Given task: Report, copied in full, each line in the material below that contains the string "wall". Case matters.

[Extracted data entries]
►

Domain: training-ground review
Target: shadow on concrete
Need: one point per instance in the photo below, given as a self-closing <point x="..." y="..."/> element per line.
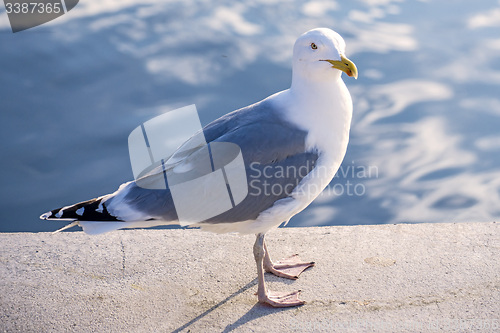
<point x="241" y="290"/>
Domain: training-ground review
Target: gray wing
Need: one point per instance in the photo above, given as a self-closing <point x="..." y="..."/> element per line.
<point x="274" y="156"/>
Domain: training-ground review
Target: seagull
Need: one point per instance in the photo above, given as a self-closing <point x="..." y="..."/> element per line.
<point x="305" y="128"/>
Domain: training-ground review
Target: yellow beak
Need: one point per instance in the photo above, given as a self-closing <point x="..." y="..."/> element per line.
<point x="345" y="65"/>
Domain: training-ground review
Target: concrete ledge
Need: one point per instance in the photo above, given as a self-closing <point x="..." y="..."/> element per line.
<point x="400" y="278"/>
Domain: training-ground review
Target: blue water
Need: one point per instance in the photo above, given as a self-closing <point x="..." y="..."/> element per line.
<point x="425" y="138"/>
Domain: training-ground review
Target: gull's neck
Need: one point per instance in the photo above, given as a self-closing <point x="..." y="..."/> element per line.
<point x="321" y="107"/>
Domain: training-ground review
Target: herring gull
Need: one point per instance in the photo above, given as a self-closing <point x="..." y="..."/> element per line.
<point x="305" y="127"/>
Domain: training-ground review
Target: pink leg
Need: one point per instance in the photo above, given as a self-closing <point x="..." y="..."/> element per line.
<point x="266" y="296"/>
<point x="289" y="268"/>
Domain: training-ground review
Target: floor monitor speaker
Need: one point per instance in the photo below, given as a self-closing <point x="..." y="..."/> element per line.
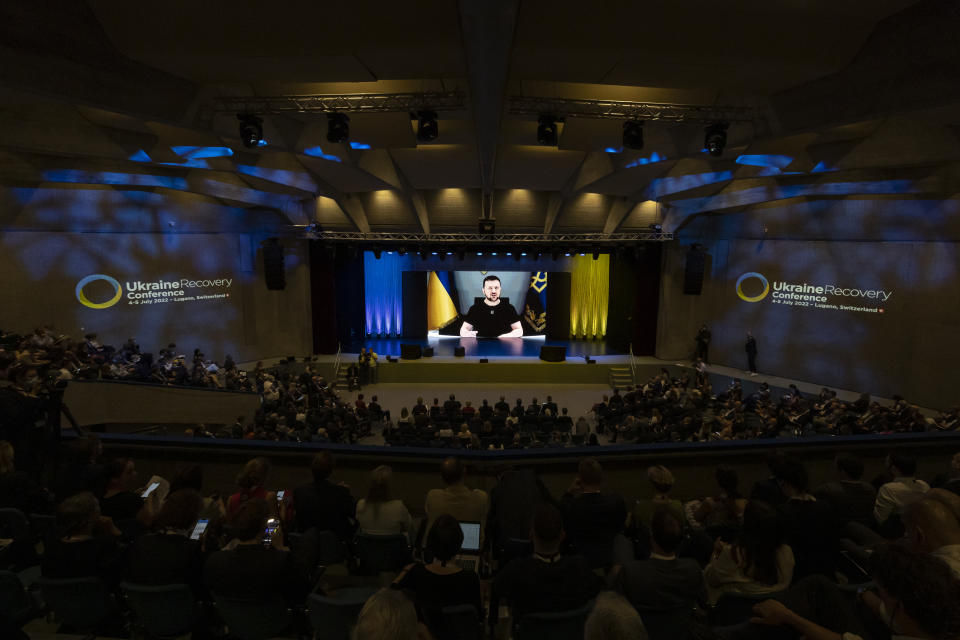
<point x="410" y="351"/>
<point x="553" y="354"/>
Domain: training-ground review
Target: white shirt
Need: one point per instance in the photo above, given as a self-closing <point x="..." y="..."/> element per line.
<point x="894" y="496"/>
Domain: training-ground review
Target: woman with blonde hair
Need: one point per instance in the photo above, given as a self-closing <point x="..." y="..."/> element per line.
<point x="380" y="513"/>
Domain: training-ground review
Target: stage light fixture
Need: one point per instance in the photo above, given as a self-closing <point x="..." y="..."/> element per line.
<point x="547" y="130"/>
<point x="715" y="138"/>
<point x="427" y="127"/>
<point x="251" y="129"/>
<point x="633" y="134"/>
<point x="338" y="127"/>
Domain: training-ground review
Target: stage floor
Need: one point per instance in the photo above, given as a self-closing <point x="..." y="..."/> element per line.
<point x="528" y="347"/>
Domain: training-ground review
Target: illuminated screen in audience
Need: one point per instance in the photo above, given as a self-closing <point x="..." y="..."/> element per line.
<point x="487" y="304"/>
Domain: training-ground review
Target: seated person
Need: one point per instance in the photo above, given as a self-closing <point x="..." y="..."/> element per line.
<point x="322" y="504"/>
<point x="380" y="513"/>
<point x="757" y="563"/>
<point x="664" y="583"/>
<point x="88" y="543"/>
<point x="916" y="592"/>
<point x="593" y="519"/>
<point x="661" y="481"/>
<point x="247" y="569"/>
<point x="167" y="555"/>
<point x="547" y="580"/>
<point x="456" y="499"/>
<point x="251" y="481"/>
<point x="441" y="583"/>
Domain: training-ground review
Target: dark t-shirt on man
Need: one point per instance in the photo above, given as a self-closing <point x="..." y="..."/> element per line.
<point x="490" y="322"/>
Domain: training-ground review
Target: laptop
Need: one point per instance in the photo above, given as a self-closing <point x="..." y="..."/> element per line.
<point x="469" y="556"/>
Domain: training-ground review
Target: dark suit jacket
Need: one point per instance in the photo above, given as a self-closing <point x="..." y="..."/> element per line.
<point x="326" y="506"/>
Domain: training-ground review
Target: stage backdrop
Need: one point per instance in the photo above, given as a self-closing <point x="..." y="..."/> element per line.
<point x="880" y="317"/>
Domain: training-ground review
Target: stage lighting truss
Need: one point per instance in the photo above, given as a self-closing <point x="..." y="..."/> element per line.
<point x="344" y="103"/>
<point x="473" y="241"/>
<point x="631" y="111"/>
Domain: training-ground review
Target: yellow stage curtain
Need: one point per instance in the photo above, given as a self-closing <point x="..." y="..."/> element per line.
<point x="440" y="308"/>
<point x="589" y="296"/>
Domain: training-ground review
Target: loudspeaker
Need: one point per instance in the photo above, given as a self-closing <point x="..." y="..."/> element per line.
<point x="693" y="273"/>
<point x="274" y="271"/>
<point x="558" y="306"/>
<point x="410" y="351"/>
<point x="553" y="354"/>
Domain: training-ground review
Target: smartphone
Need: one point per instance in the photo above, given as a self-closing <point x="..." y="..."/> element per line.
<point x="272" y="525"/>
<point x="199" y="528"/>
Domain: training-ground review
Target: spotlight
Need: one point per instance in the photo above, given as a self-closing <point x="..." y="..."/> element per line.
<point x="251" y="129"/>
<point x="547" y="131"/>
<point x="633" y="134"/>
<point x="715" y="138"/>
<point x="338" y="127"/>
<point x="427" y="127"/>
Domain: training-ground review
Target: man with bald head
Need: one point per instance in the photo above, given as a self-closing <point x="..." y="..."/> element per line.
<point x="932" y="527"/>
<point x="455" y="499"/>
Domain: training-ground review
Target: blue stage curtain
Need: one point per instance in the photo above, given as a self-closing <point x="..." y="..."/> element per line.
<point x="382" y="286"/>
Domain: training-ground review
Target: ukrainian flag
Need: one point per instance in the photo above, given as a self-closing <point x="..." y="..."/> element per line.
<point x="535" y="305"/>
<point x="441" y="300"/>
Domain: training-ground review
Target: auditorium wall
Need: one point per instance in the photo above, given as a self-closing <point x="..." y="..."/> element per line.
<point x="51" y="239"/>
<point x="889" y="325"/>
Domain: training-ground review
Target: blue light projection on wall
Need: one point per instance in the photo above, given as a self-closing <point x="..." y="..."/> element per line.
<point x="317" y="152"/>
<point x="765" y="160"/>
<point x="639" y="162"/>
<point x="383" y="293"/>
<point x="193" y="153"/>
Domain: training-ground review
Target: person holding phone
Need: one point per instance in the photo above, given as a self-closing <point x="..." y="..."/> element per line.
<point x="169" y="554"/>
<point x="248" y="569"/>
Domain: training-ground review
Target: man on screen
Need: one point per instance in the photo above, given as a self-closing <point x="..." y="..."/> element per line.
<point x="491" y="317"/>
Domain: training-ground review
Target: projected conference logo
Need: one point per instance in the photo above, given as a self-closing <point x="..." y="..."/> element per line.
<point x="754" y="287"/>
<point x="90" y="291"/>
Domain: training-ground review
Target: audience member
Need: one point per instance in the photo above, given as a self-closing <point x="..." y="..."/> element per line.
<point x="757" y="563"/>
<point x="664" y="583"/>
<point x="613" y="618"/>
<point x="168" y="555"/>
<point x="594" y="518"/>
<point x="546" y="581"/>
<point x="441" y="582"/>
<point x="388" y="615"/>
<point x="380" y="513"/>
<point x="456" y="499"/>
<point x="893" y="496"/>
<point x="917" y="591"/>
<point x="247" y="569"/>
<point x="87" y="544"/>
<point x="324" y="505"/>
<point x="851" y="497"/>
<point x="251" y="481"/>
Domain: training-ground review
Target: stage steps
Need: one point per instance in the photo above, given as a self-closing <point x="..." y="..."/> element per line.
<point x="620" y="378"/>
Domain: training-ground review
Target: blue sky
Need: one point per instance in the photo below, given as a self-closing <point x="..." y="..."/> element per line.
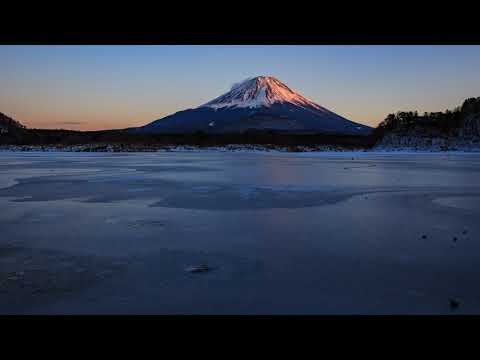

◄

Final result:
Target: auditorium wall
Target: blue light projection on wall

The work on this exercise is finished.